■ **Texto da página**:
No entanto, o delegado explica que os laudos apontam para lesões graves no abdômen, incompatíveis com a versão apresentada.
— A mãe afirma que não sabia, diz ter agido por medo. Mas, como em tantos outros casos, a consequência é a mesma: uma criança gravemente ferida, internada em estado crítico, vítima de agressões que se assemelham a sessões de tortura — pontuou Santoro.
Entenda o caso
A criança de quatro anos foi levada às pressas ao Instituto de Puericultura e Pediatria Martagão Gesteira (IPPMG), na UFRJ, com quadro gravíssimo de perfuração intestinal, fratura no braço e sepse abdominal. Segundo os médicos, a menina chegou ao hospital à beira da morte, após sofrer quatro paradas cardíacas e apresentar vômitos de cor esverdeada, além de múltiplos hematomas por todo o corpo.
Segundo a polícia, outras mães que estavam no Hospital Pediátrico acionaram a força ao se depararem com o estado da vítima ao dar entrada na unidade de saúde. A mãe da menina precisou ser protegida, evitando um linchamento pela demais genitoras presentes. Na delegacia, a responsável negou qualquer tipo de agressão à criança por parte dela e de seu companheiro.
A polícia analisou mensagens de celular trocadas entre a mãe da menina e seu companheiro. Em uma delas, ele chegou a afirmar: “Ela é forte porque estou moldando ela na dor. Fica fraco quando é só amor.” A frase causou indignação entre os investigadores, que classificaram o conteúdo como “evidente prática de tortura”.
A Polícia Civil descobriu ainda que a criança era frequentemente trancada sozinha em banheiros escuros. As agressões, segundo as investigações, eram constantes e sempre camufladas por desculpas como “quedas” ou “acidentes”.
O delegado conta que investiga ainda se as irmãs da vítima, também menores de idade, que moram no mesmo imóvel, podem ter sido vítimas do agressor. A mãe da criança chegou a dizer, em depoimento, que temia morrer caso o denunciasse.

■ **Questões e tarefas**:
1 - Responda com base na reportagem sobre a menina internada no IPPMG:
(a) Quantas paradas cardíacas a menina sofreu antes de chegar ao hospital?
(b) Quem acionou a polícia no Hospital Pediátrico?
(c) Onde a criança era frequentemente trancada sozinha?
2 - Retome a reportagem sobre a menina internada no IPPMG a partir do ponto em que ela termina e dê continuidade ao texto.

■ **Material fornecido**:

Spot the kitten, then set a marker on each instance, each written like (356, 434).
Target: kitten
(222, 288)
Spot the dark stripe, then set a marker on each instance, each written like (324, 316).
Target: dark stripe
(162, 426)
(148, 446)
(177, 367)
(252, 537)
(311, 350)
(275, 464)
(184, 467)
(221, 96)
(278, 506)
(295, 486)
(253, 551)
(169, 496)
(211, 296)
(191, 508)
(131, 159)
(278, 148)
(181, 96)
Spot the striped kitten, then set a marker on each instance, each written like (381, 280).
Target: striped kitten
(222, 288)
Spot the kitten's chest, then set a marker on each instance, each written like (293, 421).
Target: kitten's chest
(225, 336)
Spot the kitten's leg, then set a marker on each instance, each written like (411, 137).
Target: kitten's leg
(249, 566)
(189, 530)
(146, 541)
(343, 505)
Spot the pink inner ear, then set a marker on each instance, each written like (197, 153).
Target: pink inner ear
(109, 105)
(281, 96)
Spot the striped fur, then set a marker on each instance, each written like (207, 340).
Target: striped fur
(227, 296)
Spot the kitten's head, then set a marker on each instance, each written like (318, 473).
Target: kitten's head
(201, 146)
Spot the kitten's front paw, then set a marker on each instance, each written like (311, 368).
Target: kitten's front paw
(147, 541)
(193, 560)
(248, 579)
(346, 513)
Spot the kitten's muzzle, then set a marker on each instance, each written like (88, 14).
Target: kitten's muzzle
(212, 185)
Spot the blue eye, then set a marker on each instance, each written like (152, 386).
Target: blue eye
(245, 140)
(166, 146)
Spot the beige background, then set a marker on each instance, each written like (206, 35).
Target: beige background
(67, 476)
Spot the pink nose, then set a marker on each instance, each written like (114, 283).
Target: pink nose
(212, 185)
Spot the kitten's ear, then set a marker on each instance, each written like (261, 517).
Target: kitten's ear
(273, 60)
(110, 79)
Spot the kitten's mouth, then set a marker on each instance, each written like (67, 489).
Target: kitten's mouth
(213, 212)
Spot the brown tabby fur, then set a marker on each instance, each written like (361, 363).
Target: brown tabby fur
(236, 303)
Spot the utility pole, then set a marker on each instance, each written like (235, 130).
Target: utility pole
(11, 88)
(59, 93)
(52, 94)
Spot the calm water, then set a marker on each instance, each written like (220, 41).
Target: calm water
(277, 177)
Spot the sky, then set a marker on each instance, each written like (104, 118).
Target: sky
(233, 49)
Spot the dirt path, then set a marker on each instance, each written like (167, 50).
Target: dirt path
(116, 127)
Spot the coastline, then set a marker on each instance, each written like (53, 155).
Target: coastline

■ **Gabarito**:
1 -
(a) Quatro.
(b) Outras mães que estavam no Hospital Pediátrico.
(c) Em banheiros escuros.

2 -
Maus tratos
Conversas extraídas dos celulares revelam ainda outras agressões. A mãe confronta o companheiro: “Eu vi você dando uma joelhada nela só porque ela não queria comer.” Ele retruca com palavrões e negação violenta. A menina também já havia sofrido fratura no braço, que o casal tentou justificar como “queda da cama”. Em outro ponto da conversa, a mãe da criança descreve os sintomas da menina, em seguida diz: “...não posso levar ela na UPA pra não dá merd*”.
A prisão temporária foi decretada com base nos indícios de autoria, na gravidade dos crimes e no risco de fuga do suspeito ou represália às testemunhas. O delegado Santoro ainda ressaltou a importância da denúncia e do registro de ocorrências em casos de suspeita de abuso e maus tratos.
— Mesmo que pareça tarde, ainda assim é fundamental. Só assim conseguimos agir a tempo e impedir que monstros como esse sigam destruindo vidas. O silêncio protege o agressor e condena a vítima — alerta o delegado.
No momento da prisão, o suspeito não ofereceu qualquer tipo de resistência e negou ter agredido a criança. Ele vai responder pelo crime de tortura, um delito hediondo. Segundo o delegado, o caso pode evoluir para tentativa homicídio qualificado.
As investigações e novas diligências estão em andamento, incluindo oitiva das testemunhas e análise do conteúdo extraído de aparelho eletrônico apreendido com o suspeito.